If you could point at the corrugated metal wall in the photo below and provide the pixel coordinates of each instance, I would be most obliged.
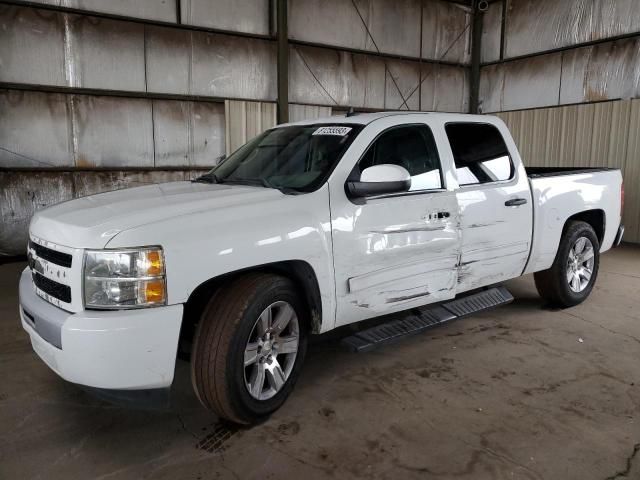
(581, 57)
(605, 134)
(97, 88)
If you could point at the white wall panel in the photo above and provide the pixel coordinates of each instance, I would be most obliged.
(188, 133)
(249, 16)
(25, 116)
(395, 26)
(245, 120)
(307, 112)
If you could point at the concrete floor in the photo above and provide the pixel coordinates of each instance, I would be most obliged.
(521, 392)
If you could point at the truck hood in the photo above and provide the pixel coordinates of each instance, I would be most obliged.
(91, 222)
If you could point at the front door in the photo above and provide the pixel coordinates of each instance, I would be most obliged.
(399, 251)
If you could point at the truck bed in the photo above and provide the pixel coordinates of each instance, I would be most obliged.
(560, 193)
(540, 172)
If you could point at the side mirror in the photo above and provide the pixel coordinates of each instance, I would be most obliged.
(380, 180)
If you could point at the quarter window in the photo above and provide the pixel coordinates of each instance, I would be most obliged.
(411, 147)
(479, 152)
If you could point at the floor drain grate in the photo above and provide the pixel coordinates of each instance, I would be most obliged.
(215, 441)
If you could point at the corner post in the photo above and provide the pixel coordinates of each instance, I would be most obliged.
(479, 7)
(283, 62)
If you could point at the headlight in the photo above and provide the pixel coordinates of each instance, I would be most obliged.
(124, 278)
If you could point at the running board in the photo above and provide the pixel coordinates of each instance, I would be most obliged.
(421, 319)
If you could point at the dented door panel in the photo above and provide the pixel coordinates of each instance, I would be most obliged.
(395, 253)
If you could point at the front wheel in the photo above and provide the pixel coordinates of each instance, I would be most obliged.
(573, 273)
(249, 347)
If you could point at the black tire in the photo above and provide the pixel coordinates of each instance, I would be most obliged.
(217, 365)
(552, 284)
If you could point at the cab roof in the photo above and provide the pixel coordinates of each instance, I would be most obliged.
(366, 118)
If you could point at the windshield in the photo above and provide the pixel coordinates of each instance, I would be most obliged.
(296, 158)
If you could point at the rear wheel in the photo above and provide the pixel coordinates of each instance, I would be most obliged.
(570, 279)
(249, 347)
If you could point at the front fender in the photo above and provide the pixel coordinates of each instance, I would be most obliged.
(205, 245)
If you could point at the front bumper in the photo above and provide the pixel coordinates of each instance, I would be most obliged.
(120, 349)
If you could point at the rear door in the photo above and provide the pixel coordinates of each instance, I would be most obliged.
(398, 251)
(495, 204)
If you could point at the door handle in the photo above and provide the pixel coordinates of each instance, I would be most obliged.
(514, 202)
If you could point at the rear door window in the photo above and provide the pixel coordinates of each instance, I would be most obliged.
(479, 152)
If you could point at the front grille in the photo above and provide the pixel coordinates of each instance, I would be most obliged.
(55, 289)
(53, 256)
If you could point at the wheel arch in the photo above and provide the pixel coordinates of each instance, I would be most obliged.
(596, 218)
(300, 272)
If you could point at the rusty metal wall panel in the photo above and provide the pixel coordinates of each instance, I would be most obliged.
(21, 194)
(162, 10)
(233, 67)
(593, 135)
(112, 132)
(491, 33)
(601, 72)
(538, 25)
(532, 82)
(250, 16)
(31, 46)
(351, 79)
(187, 133)
(446, 31)
(245, 120)
(34, 130)
(307, 112)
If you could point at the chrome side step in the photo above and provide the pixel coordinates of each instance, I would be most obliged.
(420, 319)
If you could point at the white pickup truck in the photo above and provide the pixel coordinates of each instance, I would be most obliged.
(308, 227)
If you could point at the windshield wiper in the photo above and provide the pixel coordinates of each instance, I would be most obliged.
(207, 178)
(262, 182)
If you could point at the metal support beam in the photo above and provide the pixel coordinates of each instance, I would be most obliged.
(283, 62)
(476, 45)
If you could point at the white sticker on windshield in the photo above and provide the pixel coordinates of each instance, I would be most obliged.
(339, 131)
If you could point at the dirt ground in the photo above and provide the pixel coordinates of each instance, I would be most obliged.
(521, 392)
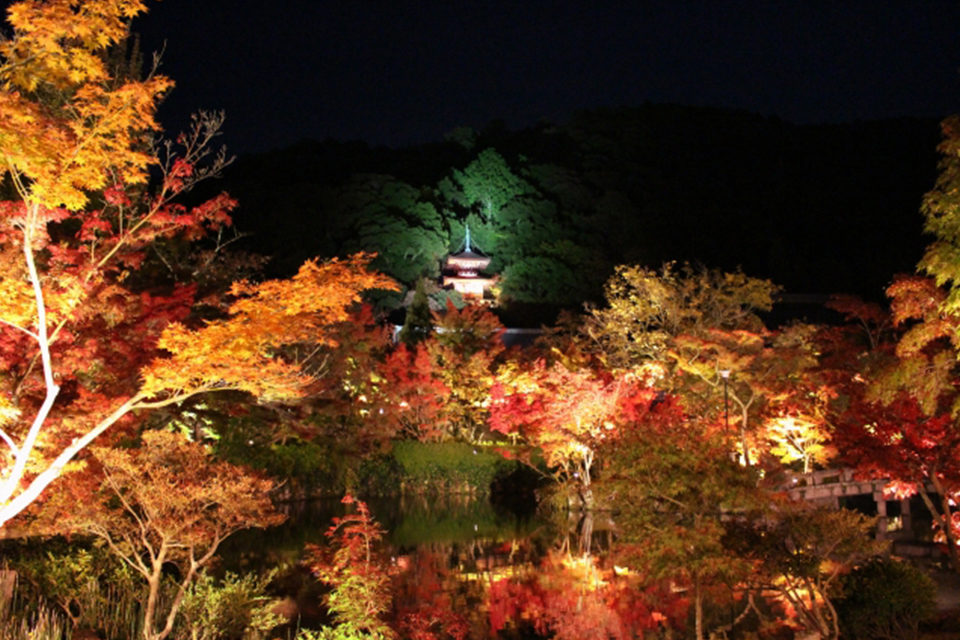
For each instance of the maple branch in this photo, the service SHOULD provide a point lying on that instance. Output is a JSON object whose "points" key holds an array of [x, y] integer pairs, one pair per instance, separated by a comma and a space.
{"points": [[18, 327], [10, 443], [11, 507], [23, 453], [133, 513]]}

- - - -

The problem: Your task is to return the entries above exactly, with no pictures.

Task answer:
If you could point at the corrugated metal wall in the photo below and provide the pixel coordinates of each instance, I would be most obliged.
(581, 57)
(605, 134)
(97, 88)
If you could point at the white wall panel in the photo above and provide the pixel coordinates of each instance, I would be most obliged.
(188, 133)
(249, 16)
(25, 116)
(395, 26)
(245, 120)
(307, 112)
If you could point at the concrete floor in the photo above and provide the pixel coordinates of each instance, I would be most obliged.
(521, 392)
If you could point at the truck hood in the photo above and provide the pixel coordinates of each instance, I would be most obliged.
(91, 222)
If you could point at the front door in the photo above and provide the pixel coordinates of each instance, I would be most obliged.
(399, 251)
If you could point at the truck bed in the photo above and provide the pixel coordinates of each instance, I would be most obliged.
(560, 193)
(540, 172)
If you could point at the side mirror in the photo above and provide the pixel coordinates of each instance, I would be most obliged.
(380, 180)
If you could point at the quarter window in the photo above and provide the pixel coordinates of each instance, I would be most obliged.
(411, 147)
(479, 152)
If you could point at the floor drain grate in the photo above and provide the pixel coordinates of each instance, I would be most obliged.
(215, 441)
If you could point at the corner post in the photo above and provide the pixel coordinates of each instance, I would be most obliged.
(479, 7)
(283, 62)
If you could point at the headlight in the photo above and provide the pixel coordinates of each instance, I would be most obliged.
(124, 278)
If you could point at the running board in the photo above and provide the pixel coordinates of each instance, I would be most obliged.
(421, 319)
If you could point at the dented door panel in the photo above and provide the pixel coordinates of each instance, I would be most obliged.
(395, 253)
If you could point at the front wheel in the photo above and provide the pixel coordinates of each instance, I would be most obliged.
(573, 273)
(249, 347)
If you could point at the black tire in the photo above and provide the pixel coordinates of each instance, I would be most obliged.
(217, 365)
(552, 284)
If you could point at the cab roof in the photo above and provide the pixel coordinates of each instance, I would be most obliged.
(366, 118)
If you could point at the windshield in the photo above and provide the pixel coordinates of each instance, I would be most obliged.
(296, 158)
If you could point at the rear wheel in the photo above and provide the pixel coordinates of each instance, I would be most obliged.
(570, 279)
(249, 347)
If you could point at the front fender in the photo above and provide the pixel coordinates of each instance, I would be most obliged.
(205, 245)
If you could point at the front bumper in the photo above and provide the pixel coordinates of each instance, I would be most obliged.
(120, 349)
If you could point at the rear door in the photo above and provide the pixel coordinates of each instance, I would be most obliged.
(398, 251)
(495, 204)
If you could point at the door handle in the photo above and provide the pixel coordinates of each instance, I would be most obliged.
(514, 202)
If you could point at the rear door window in the photo above and provide the pixel coordinates of each instance, I would be most obliged.
(479, 152)
If you could point at the front grille in the photo above and provide the pixel coordinates of each instance, I would be most obliged.
(55, 289)
(53, 256)
If you could point at the wheel arch in the photo above and provide the pixel coordinates of each instance, I would be most obliged.
(596, 218)
(300, 272)
If you could point at the rusty metal wall panel in the photo above and provide the pixel coordinates of each instance, I would be most obliged.
(21, 194)
(162, 10)
(233, 67)
(593, 135)
(112, 132)
(491, 33)
(601, 72)
(538, 25)
(532, 82)
(250, 16)
(31, 46)
(351, 79)
(187, 133)
(446, 31)
(245, 120)
(34, 130)
(307, 112)
If you could point at the chrome side step in the photo above and provide the pixel coordinates of each instance, I would be most obliged.
(420, 319)
If you could point at the white pickup truck in the photo above and provide the pixel coordinates of each instance, I would be most obliged.
(308, 227)
If you could point at the windshield wiper in the photo above and provide the pixel coordinates of each instance, I would be most obliged.
(207, 178)
(262, 182)
If you could point at the metal support beam in the photo above and provide the pixel coordinates of each instance, I would be most obliged.
(283, 62)
(476, 45)
If you could point at the white sticker on windshield in the photo above and provide the pixel coordinates of each instance, I would be most obliged.
(339, 131)
If you could point at the dirt ground in the photo above and provide the pixel coordinates of each instance, I would be most obliged.
(521, 392)
For each instance of the maple branch in this photo, the service SHOULD provide a point lying on that instance. Output is a JSON object whose "points" key holds an array of [x, y] integer pairs, one pair per instance, separated by a comma and a space.
{"points": [[18, 327], [10, 443], [11, 507], [23, 453], [133, 513]]}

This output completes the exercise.